Há julgados que justificam a redução com base numa suposta inexistência de culpa do vendedor pelo inadimplemento, diante da perda da safra por condições climáticas adversas, o que é controverso, diante do entendimento do Superior Tribunal de Justiça (STJ) de que esse é um risco inerente à atividade do produtor rural.

A redução das multas, no entanto, deve ser considerada com cuidado para não favorecer a adoção de comportamento oportunista, especialmente daqueles que não tiveram sua produção prejudicada. Caso contrário, pode-se afirmar a existência de um estímulo, nessas circunstâncias, ao descumprimento deliberado dos acordos anteriormente firmados, diante da possibilidade de aumento dos lucros com a venda dos produtos com cotação mais alta no mercado à vista e uma eventual redução judicial da multa prevista no contrato descumprido.

Diante disso, também há julgados que garantem a manutenção das multas nos altos percentuais contratados pelas partes, sendo que tais julgados costumam adentrar nas particularidades do agronegócio e nos prejuízos decorrentes do inadimplemento. Muito embora o art. 416 do Código Civil não exija a demonstração de prejuízo para a cobrança da cláusula penal, estabelecer o contexto da contratação da multa, as consequências do descumprimento do contrato futuro e os custos adicionais incorridos pode ser um caminho interessante para defesa da cobrança da multa contratada em sua integralidade.
-------------------------
→ **TAREFAS PENDENTES**
1. Liste tudo o que, segundo o texto extraído, pode ser estabelecido como caminho para defender a cobrança da multa contratada em sua integralidade.
2. Por favor, diga se cada afirmação concorda com o texto extraído, respondendo sim ou não e citando as palavras decisivas do texto.
(a) O art. 416 do Código Civil exige a demonstração de prejuízo para a cobrança da cláusula penal.
(b) Segundo o entendimento do STJ, a perda da safra por condições climáticas adversas é um risco inerente à atividade do produtor rural.
(c) Os julgados que mantêm as multas nos altos percentuais contratados costumam adentrar nas particularidades do agronegócio.
3. Reproduza sem nenhuma alteração o trecho do texto extraído que vai de "Há julgados que justificam" até "do produtor rural.".
-------------------------
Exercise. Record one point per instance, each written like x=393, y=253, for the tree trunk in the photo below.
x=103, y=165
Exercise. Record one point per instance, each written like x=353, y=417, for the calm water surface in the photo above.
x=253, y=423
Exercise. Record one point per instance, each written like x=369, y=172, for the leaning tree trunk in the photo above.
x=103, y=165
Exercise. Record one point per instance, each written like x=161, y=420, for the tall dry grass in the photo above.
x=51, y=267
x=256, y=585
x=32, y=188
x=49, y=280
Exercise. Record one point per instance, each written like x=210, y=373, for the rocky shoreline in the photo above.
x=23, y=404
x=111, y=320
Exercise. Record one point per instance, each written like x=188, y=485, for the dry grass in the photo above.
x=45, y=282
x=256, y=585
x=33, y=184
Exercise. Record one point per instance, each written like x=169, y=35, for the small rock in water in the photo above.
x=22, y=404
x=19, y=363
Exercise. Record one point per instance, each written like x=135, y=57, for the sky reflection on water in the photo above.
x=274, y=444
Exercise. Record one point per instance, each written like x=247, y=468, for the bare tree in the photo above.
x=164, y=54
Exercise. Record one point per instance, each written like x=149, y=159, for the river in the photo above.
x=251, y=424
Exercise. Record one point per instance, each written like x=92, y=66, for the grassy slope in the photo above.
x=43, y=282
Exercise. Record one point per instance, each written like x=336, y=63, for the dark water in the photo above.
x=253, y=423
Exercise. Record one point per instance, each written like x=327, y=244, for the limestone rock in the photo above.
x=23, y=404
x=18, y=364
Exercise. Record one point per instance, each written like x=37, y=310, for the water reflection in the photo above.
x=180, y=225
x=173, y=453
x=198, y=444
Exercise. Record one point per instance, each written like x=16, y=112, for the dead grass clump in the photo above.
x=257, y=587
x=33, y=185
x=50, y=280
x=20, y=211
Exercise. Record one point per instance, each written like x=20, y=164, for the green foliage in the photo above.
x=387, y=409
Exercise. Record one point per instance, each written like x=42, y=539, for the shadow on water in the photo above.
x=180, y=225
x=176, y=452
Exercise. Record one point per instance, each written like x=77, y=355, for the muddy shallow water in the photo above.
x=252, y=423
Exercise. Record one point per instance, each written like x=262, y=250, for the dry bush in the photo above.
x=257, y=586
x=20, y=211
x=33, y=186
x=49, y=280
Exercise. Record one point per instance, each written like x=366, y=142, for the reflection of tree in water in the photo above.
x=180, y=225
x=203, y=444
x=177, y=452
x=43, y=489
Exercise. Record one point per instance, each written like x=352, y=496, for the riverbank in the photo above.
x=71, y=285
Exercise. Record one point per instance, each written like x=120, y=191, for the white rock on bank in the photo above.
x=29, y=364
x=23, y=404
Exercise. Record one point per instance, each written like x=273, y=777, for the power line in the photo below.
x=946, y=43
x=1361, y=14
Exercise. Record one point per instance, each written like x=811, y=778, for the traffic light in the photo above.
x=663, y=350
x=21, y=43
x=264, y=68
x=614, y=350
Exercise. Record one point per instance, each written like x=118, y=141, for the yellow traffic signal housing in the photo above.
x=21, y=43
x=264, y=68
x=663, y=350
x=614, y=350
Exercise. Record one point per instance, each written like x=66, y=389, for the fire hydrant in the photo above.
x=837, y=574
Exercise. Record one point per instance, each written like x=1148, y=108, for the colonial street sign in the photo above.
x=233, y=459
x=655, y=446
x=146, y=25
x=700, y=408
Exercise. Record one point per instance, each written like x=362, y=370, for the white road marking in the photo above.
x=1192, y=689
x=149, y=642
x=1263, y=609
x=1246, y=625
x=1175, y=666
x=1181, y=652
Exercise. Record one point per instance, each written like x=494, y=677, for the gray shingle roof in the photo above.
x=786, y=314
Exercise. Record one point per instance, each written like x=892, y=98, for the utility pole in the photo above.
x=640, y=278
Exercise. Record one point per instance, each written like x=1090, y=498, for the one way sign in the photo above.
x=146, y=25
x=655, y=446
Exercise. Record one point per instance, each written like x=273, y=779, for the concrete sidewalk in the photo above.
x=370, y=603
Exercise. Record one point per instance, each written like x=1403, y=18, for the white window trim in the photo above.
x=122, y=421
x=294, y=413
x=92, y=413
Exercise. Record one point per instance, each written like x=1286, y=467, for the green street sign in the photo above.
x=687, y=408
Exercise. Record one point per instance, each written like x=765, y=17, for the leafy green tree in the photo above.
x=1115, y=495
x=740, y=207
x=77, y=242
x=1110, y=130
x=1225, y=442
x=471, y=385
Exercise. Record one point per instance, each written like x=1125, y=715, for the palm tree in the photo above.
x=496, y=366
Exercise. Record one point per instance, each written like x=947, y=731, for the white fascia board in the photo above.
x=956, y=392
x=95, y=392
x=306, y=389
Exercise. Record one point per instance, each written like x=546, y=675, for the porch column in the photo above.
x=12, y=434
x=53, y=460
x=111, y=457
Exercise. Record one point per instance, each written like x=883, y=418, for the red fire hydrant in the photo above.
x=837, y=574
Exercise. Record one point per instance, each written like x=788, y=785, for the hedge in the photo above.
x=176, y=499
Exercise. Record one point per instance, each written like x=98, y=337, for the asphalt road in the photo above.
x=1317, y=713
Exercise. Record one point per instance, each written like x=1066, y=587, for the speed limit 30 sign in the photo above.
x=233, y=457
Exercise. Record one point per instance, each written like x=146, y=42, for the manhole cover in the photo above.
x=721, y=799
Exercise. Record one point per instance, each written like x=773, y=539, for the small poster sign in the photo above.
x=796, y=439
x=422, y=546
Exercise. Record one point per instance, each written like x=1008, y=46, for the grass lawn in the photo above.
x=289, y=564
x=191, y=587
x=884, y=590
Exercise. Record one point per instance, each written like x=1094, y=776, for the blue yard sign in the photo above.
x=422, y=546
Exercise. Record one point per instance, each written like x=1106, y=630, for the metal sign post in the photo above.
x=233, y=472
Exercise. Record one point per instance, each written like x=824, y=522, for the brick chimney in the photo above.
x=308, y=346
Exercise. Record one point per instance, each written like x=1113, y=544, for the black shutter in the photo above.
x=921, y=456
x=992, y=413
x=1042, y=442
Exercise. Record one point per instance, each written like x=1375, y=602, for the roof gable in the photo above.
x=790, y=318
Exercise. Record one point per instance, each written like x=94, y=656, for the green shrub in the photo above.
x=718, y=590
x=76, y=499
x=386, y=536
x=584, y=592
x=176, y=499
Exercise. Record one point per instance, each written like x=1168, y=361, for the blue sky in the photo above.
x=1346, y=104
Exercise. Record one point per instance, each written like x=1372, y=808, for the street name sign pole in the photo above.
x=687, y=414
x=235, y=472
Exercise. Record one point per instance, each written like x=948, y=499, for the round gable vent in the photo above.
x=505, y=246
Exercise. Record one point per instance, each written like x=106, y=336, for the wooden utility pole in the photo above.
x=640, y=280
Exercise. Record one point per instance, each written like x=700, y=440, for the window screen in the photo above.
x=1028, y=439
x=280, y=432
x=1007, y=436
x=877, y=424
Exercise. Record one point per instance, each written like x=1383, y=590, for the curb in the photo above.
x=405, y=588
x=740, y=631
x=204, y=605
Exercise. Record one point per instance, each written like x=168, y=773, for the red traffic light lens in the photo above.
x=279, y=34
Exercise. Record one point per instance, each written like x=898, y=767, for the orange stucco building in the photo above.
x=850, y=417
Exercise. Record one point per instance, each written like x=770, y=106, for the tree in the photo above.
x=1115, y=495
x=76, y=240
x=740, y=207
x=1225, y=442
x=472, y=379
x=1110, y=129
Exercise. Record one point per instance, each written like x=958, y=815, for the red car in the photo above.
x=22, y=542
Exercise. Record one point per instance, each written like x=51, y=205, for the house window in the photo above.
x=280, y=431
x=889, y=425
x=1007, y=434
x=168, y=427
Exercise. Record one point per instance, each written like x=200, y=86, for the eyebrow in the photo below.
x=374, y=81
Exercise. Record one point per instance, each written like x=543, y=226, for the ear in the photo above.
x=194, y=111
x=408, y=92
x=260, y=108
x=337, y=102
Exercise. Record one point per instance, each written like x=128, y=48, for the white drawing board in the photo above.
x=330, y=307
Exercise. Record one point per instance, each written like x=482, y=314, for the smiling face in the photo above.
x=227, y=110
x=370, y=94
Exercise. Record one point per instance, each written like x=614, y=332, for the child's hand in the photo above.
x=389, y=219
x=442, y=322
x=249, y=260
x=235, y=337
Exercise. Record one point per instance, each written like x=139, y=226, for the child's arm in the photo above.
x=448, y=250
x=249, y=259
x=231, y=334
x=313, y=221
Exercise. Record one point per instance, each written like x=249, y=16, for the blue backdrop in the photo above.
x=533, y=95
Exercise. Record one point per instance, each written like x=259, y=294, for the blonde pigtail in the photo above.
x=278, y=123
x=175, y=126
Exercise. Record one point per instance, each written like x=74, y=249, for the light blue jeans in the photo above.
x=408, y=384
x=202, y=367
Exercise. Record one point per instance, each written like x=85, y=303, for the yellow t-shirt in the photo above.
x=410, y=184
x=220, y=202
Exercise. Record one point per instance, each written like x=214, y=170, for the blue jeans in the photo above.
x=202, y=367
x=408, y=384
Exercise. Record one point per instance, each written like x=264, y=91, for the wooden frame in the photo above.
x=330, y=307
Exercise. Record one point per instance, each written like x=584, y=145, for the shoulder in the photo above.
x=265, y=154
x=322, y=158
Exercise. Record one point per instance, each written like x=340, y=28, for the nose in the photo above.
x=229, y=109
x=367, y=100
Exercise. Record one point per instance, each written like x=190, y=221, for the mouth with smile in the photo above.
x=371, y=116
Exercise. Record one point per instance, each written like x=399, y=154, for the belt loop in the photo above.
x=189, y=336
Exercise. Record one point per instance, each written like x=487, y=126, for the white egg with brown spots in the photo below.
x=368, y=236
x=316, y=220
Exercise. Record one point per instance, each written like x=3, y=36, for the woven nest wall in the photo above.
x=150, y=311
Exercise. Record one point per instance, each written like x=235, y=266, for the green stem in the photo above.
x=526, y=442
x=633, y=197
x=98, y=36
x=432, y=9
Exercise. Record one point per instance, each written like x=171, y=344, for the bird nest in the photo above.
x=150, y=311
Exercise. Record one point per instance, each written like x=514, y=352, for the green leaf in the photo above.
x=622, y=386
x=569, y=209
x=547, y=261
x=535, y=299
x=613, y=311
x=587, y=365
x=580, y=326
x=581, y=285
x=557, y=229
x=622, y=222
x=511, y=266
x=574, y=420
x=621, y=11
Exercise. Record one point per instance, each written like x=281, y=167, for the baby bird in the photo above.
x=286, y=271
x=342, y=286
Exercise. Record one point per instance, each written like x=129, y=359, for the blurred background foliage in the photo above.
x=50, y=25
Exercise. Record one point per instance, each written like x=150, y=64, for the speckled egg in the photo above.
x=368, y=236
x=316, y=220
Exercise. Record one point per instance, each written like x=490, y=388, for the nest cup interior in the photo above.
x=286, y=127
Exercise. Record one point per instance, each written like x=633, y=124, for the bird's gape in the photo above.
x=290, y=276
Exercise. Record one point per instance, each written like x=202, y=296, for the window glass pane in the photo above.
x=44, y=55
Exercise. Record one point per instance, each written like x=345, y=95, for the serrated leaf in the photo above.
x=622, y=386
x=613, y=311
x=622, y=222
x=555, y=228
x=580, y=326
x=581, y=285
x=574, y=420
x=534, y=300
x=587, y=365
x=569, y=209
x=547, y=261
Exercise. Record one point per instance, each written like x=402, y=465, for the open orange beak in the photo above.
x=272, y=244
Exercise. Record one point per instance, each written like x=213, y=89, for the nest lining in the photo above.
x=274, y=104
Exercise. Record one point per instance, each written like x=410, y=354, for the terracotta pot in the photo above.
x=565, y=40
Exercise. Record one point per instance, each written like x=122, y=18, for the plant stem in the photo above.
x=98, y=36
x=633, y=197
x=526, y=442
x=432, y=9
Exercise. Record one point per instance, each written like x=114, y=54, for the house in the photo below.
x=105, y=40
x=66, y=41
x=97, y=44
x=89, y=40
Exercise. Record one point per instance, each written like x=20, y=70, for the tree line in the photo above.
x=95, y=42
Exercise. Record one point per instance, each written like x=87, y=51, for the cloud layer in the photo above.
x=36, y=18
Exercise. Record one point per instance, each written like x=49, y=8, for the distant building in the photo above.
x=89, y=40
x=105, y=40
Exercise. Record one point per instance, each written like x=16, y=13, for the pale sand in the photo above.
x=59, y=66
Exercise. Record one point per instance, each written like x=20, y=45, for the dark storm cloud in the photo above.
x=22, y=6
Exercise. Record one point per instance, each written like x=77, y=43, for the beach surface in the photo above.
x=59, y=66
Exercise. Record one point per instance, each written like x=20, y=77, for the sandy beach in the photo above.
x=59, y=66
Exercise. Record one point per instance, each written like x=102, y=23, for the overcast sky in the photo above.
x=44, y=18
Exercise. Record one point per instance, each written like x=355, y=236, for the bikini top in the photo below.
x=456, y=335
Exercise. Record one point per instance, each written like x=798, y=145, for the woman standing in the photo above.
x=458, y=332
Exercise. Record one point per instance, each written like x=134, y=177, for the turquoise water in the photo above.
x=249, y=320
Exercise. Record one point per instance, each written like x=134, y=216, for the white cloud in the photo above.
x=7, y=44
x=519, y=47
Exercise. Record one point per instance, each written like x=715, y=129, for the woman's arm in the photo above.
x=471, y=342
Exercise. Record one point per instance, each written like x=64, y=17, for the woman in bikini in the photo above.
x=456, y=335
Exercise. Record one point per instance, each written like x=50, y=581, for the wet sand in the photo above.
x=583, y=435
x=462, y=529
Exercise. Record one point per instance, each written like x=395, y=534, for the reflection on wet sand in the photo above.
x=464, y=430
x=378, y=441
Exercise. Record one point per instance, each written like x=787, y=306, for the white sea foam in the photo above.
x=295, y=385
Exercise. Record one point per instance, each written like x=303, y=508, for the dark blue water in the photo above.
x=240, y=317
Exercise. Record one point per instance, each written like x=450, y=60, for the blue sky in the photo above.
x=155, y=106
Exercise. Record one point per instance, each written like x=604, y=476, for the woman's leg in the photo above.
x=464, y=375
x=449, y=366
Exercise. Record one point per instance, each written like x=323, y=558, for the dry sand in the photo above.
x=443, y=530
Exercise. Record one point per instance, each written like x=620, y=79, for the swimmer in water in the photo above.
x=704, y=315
-------------------------
→ **RESPOSTAS CORRETAS**
1.
- O contexto da contratação da multa
- As consequências do descumprimento do contrato futuro
- Os custos adicionais incorridos

2.
(a) Não: "Muito embora o art. 416 do Código Civil não exija a demonstração de prejuízo para a cobrança da cláusula penal"
(b) Sim: "do entendimento do Superior Tribunal de Justiça (STJ) de que esse é um risco inerente à atividade do produtor rural"
(c) Sim: "tais julgados costumam adentrar nas particularidades do agronegócio"

3.
Há julgados que justificam a redução com base numa suposta inexistência de culpa do vendedor pelo inadimplemento, diante da perda da safra por condições climáticas adversas, o que é controverso, diante do entendimento do Superior Tribunal de Justiça (STJ) de que esse é um risco inerente à atividade do produtor rural.